Requests:
A – According to the totem pole article, in what year did Ernest Pierson first carve the pole?
B – From the totem pole article, repeat the passage starting with "But while researching" and going on through "McKinleyville Shopping Center.".

Short excerpt from video shot by Hank Pierson of the 1984 re-carving.
Click here for a gallery of photos of the World’s Largest Totem Pole.
From the Feb. 22, 2012 edition of the McKinleyville Press.
All rights reserved.
By Jack Durham
Press Editor & Reporter
But first, some explanation is due. Why measure the “World’s Largest Totem Pole?” Why not just look at the plaque at the base of the pole that declares that it’s 160 feet tall?
This is the height as listed on countless websites, tourist brochures and guidebooks. It’s a “fact” that’s been repeated many times in this newspaper. It was even a trivia question asked in a forum for candidates in the last election for Fifth District Supervisor, just to see how much they knew about Mack Town.
But while researching the history of the McKinleyville Totem Pole, the McKinleyville Press discovered that it was altered back in 1984, when it was taken down and recarved.
The pole was first carved in 1962 by Ernest Pierson with the help of Johnny Nelson. Pierson wanted to create a tourist attraction for his newly opened McKinleyville Shopping Center.
The pole was erected and claimed the title of the “World’s Tallest Totem Pole.” (Although it’s worth noting that Pierson used the word “largest” when carving the plaque at its base.)
But 22 years after it was put up, the pole showed signs of wood rot. It had to be taken down, recarved and painted.
According to the McKinleyville Meanderings column by Gail Williams in an Aug. 23, 1984 edition of the Arcata Union, two giant cranes lifted the totem pole from its base. A photo with the column shows the totem pole sitting horizontal atop blocks on the ground.

Raw records:

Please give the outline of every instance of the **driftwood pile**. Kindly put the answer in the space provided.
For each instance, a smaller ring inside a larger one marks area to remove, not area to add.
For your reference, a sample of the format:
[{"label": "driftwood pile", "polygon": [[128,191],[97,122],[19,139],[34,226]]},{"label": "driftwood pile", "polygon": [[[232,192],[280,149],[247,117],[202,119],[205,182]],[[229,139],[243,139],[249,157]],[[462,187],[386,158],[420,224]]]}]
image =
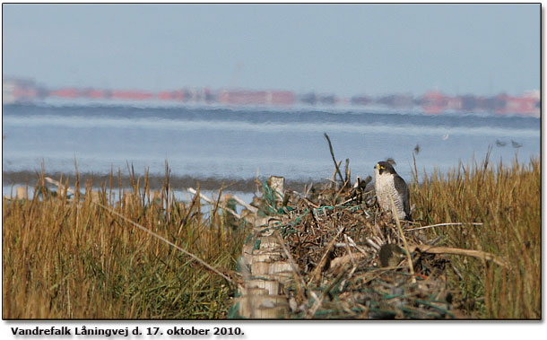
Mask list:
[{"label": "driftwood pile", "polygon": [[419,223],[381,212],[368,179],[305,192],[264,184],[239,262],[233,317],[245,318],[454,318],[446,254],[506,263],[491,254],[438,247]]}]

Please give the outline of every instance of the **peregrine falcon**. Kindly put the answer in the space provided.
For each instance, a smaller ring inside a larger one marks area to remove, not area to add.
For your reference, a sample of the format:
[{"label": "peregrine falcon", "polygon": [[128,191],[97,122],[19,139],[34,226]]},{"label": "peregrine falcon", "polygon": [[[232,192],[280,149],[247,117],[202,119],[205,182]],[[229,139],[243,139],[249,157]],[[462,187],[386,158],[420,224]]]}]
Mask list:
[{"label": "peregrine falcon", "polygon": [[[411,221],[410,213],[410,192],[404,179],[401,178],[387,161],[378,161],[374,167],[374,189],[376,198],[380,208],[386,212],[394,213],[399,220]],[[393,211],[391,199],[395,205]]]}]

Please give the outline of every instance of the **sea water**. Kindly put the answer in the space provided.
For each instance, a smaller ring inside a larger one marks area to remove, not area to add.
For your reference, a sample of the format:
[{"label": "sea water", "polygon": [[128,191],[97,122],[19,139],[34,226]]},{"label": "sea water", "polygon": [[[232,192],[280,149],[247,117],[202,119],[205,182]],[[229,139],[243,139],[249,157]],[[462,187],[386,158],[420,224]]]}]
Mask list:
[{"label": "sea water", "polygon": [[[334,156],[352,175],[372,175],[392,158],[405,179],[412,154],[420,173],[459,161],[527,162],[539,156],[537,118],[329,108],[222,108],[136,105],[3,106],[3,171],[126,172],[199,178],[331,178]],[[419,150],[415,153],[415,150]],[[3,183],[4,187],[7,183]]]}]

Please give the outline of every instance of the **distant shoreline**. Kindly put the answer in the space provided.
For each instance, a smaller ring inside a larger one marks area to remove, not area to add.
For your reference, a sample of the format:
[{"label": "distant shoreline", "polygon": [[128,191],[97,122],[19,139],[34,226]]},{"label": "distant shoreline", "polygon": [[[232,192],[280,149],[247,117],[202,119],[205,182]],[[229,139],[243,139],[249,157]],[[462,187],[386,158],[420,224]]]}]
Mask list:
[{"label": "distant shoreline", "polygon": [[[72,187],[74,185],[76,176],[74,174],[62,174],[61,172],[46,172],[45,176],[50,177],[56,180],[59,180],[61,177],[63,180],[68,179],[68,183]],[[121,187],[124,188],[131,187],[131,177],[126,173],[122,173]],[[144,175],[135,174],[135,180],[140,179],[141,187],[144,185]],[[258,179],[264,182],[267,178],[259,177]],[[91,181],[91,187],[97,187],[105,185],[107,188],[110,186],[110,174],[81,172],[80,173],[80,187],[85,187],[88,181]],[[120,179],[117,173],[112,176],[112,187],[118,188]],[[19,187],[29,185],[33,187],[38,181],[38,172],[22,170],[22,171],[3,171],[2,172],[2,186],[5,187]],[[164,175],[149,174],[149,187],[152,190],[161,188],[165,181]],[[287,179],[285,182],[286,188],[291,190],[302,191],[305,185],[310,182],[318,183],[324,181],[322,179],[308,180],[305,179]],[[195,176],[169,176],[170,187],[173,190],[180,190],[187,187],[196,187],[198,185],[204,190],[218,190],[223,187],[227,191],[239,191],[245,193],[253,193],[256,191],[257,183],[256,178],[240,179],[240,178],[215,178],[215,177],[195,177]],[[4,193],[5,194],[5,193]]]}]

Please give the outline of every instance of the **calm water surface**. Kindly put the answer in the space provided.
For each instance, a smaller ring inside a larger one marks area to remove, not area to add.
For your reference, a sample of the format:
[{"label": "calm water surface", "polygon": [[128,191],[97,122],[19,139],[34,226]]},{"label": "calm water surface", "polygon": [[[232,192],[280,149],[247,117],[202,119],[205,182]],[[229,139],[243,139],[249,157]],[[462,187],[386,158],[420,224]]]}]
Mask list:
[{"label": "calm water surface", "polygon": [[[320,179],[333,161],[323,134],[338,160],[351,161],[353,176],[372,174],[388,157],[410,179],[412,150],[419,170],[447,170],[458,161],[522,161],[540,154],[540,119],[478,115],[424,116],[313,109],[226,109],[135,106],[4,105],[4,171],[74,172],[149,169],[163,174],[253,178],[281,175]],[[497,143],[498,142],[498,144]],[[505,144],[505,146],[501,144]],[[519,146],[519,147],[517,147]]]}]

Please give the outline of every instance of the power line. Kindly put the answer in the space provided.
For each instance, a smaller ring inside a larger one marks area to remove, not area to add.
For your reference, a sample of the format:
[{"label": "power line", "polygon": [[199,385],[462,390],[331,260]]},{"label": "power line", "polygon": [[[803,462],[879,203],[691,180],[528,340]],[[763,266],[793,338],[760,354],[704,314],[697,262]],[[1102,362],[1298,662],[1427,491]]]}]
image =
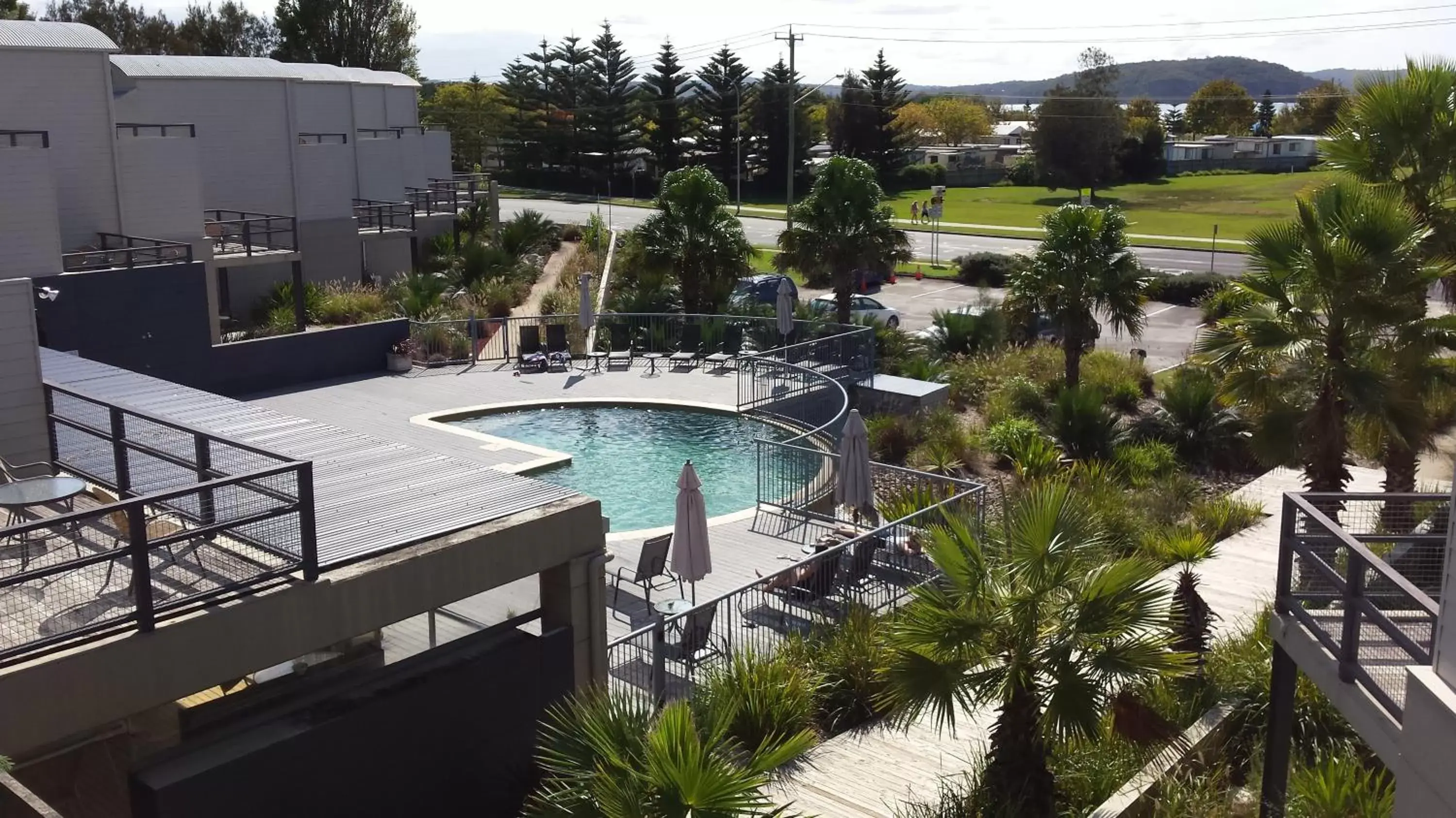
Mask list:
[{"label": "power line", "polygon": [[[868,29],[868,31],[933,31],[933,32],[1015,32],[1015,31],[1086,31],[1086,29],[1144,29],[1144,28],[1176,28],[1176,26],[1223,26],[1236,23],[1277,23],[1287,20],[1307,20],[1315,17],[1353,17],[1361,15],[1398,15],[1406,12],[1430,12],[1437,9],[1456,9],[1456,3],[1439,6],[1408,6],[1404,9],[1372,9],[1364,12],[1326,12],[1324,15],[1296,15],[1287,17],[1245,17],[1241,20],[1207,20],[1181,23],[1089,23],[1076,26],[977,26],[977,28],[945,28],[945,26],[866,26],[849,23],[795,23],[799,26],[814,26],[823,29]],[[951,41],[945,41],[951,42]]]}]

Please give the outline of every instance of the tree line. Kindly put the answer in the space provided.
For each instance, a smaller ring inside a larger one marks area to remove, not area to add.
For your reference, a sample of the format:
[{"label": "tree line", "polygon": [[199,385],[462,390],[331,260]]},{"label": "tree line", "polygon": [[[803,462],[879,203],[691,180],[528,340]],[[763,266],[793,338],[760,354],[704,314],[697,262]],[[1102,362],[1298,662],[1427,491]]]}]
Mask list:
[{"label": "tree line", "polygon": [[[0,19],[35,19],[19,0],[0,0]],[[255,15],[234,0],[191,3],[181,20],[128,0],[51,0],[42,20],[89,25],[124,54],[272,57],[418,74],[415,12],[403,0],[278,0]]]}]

Answer set:
A – 1962

B –
But while researching the history of the McKinleyville Totem Pole, the McKinleyville Press discovered that it was altered back in 1984, when it was taken down and recarved.
The pole was first carved in 1962 by Ernest Pierson with the help of Johnny Nelson. Pierson wanted to create a tourist attraction for his newly opened McKinleyville Shopping Center.